> _Work to complete_
A. In the text on Jesus's hyperbole, copy the portion between "Dear friends, grace" and "into the river!", inclusive.
B. According to the text on Jesus's hyperbole, who said, "To the hard of hearing, you shout"?

> _Extract provided_
Dear friends, grace to you and peace from God our Father and our Lord Jesus Christ.

Did Jesus just describe a mafia-style hit job in our gospel reading for today? You heard that too, right? Having a millstone tied around your neck and being thrown into the sea sounds an awful lot like wearing a pair of concrete shoes and going for a swim in New York harbor or wearing a “Chicago overcoat” and being tossed into the river!

And did Jesus really just say that if your hand or foot causes you to stumble you should cut them off, and if your eye causes you to stumble you should tear it out? Did Jesus really just suggest self-mutilation as a means of managing sin in our lives?

Yep, he said both of these things – and this isn’t just an isolated incident. Jesus talks like this on other occasions too.

Jesus, of course, is using hyperbole. He is using extreme language and imagery to make a point. The great Catholic writer Flannery O’Connor, who herself was known to use grotesque imagery in her stories, once said, “To the hard of hearing, you shout, and, for the almost blind, you draw large and startling figures.” This is what Jesus is doing here. He shouts because he knows we have selective hearing. We tend to shut our ears to the things he says that we don’t like. Jesus draws large and startling figures here to grab our attention, to keep us from looking away.

So, just to be clear, Jesus doesn’t literally want anyone to be thrown into the sea with a great millstone around their neck. Neither does he literally wish for anyone to start hacking off limbs or gouging out eyes.

> _Data supplied_

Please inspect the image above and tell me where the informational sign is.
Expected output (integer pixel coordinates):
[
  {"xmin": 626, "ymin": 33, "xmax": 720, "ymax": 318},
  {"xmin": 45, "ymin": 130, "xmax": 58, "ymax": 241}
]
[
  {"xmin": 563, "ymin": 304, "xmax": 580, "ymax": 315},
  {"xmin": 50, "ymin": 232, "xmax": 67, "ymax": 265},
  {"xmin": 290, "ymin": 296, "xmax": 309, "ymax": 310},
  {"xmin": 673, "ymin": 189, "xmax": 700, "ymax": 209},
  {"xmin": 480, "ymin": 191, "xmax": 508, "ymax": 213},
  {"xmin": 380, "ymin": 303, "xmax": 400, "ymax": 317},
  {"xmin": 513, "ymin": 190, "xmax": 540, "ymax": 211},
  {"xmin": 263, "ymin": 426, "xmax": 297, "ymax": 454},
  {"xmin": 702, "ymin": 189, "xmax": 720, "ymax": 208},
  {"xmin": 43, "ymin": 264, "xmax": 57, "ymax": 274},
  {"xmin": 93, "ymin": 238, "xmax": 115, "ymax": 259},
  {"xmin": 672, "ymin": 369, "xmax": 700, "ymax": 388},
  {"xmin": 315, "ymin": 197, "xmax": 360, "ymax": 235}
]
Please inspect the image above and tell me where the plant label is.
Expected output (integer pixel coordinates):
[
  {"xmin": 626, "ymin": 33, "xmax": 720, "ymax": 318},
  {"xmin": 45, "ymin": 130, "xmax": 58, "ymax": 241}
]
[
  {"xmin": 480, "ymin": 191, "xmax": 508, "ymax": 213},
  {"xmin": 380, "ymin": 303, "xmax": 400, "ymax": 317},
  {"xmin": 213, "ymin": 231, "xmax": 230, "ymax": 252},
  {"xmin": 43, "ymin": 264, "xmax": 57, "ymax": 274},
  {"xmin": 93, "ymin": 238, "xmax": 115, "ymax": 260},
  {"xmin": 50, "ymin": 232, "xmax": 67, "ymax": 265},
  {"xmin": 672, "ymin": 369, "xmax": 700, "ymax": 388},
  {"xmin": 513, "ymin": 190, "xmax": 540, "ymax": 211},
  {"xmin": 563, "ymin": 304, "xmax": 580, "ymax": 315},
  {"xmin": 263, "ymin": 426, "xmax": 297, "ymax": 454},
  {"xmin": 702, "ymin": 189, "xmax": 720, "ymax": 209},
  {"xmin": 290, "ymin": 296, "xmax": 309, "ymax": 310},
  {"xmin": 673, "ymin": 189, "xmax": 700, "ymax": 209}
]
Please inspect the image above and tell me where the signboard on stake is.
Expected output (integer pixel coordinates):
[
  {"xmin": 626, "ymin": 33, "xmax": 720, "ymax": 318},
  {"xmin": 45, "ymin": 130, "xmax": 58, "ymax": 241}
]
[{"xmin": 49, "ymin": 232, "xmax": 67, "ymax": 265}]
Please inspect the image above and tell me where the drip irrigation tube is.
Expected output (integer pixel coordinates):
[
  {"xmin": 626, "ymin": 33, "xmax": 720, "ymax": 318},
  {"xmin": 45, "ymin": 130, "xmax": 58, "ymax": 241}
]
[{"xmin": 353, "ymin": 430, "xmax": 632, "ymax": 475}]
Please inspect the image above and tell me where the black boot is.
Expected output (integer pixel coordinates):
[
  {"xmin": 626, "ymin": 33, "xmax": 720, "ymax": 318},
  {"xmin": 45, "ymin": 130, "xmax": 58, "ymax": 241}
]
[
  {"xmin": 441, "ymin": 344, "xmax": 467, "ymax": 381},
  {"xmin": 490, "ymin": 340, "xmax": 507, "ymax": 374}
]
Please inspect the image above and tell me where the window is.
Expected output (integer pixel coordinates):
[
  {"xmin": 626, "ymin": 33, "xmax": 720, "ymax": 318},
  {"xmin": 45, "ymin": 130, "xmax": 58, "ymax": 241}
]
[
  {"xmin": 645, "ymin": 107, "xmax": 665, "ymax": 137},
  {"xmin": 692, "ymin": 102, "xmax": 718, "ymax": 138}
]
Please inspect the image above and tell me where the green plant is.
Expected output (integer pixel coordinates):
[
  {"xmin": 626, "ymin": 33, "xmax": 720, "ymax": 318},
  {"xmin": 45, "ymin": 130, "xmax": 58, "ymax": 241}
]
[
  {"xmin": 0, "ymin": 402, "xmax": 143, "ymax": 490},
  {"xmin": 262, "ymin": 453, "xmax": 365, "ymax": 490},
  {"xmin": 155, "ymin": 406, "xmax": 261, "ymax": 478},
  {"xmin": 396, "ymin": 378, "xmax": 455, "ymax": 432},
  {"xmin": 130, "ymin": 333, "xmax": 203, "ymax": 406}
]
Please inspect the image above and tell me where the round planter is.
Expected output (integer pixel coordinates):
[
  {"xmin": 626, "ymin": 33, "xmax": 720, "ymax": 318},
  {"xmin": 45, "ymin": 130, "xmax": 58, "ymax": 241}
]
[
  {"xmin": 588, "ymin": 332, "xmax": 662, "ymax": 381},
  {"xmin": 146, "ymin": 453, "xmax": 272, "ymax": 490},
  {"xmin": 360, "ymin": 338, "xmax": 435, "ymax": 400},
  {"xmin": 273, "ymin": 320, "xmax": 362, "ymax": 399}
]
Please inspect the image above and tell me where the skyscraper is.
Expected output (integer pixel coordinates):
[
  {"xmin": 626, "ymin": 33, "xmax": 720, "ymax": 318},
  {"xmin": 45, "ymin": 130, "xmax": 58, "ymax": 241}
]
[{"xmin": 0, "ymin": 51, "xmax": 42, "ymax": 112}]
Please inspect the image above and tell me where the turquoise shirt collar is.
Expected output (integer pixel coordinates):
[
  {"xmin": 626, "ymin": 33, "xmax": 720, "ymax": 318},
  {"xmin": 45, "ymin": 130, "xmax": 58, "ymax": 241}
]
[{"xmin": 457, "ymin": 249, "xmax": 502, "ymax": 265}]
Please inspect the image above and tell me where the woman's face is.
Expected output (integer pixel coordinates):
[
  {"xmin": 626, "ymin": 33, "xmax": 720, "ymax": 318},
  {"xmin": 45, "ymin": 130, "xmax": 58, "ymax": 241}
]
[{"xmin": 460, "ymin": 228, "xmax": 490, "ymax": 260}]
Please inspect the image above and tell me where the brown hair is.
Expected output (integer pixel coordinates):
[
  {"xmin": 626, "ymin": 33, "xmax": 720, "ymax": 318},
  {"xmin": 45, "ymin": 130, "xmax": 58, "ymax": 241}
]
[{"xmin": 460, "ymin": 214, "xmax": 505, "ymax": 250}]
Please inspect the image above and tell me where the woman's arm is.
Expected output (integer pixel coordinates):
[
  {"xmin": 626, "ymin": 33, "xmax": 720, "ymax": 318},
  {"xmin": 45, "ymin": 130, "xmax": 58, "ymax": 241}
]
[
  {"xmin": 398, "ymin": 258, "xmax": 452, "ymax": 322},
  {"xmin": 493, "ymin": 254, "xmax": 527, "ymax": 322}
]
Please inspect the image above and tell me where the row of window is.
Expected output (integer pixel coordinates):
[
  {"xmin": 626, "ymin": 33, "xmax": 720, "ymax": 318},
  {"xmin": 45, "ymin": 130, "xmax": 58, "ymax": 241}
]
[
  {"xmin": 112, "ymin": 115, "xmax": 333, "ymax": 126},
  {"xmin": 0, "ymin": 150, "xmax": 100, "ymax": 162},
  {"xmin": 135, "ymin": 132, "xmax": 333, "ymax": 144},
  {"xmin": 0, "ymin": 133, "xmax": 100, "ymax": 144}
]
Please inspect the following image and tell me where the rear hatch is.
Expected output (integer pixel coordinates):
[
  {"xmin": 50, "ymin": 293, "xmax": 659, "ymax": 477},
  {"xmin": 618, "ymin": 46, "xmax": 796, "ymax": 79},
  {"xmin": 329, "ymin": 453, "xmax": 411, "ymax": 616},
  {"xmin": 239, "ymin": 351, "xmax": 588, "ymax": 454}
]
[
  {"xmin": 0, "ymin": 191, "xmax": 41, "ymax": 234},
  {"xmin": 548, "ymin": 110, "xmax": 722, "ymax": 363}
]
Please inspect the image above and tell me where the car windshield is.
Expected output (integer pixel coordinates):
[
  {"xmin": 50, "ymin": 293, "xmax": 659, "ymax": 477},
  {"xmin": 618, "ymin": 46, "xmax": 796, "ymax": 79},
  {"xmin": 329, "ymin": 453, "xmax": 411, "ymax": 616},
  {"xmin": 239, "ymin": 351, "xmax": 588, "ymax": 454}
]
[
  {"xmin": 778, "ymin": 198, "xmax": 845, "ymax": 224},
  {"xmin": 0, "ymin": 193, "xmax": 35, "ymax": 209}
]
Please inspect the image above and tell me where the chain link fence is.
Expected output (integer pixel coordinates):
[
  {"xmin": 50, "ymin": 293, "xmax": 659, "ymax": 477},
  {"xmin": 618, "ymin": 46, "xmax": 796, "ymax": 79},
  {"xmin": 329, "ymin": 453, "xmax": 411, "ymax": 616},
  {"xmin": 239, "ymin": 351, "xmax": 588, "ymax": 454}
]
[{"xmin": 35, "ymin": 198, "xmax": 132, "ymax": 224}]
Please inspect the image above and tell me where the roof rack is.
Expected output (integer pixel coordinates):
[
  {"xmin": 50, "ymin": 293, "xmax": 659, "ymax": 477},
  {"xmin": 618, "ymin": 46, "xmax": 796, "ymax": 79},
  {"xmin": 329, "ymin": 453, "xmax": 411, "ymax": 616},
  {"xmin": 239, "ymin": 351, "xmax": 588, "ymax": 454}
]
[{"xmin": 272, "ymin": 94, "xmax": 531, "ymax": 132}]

> _Task responses_
A.
Dear friends, grace to you and peace from God our Father and our Lord Jesus Christ.

Did Jesus just describe a mafia-style hit job in our gospel reading for today? You heard that too, right? Having a millstone tied around your neck and being thrown into the sea sounds an awful lot like wearing a pair of concrete shoes and going for a swim in New York harbor or wearing a “Chicago overcoat” and being tossed into the river!

B. Flannery O’Connor.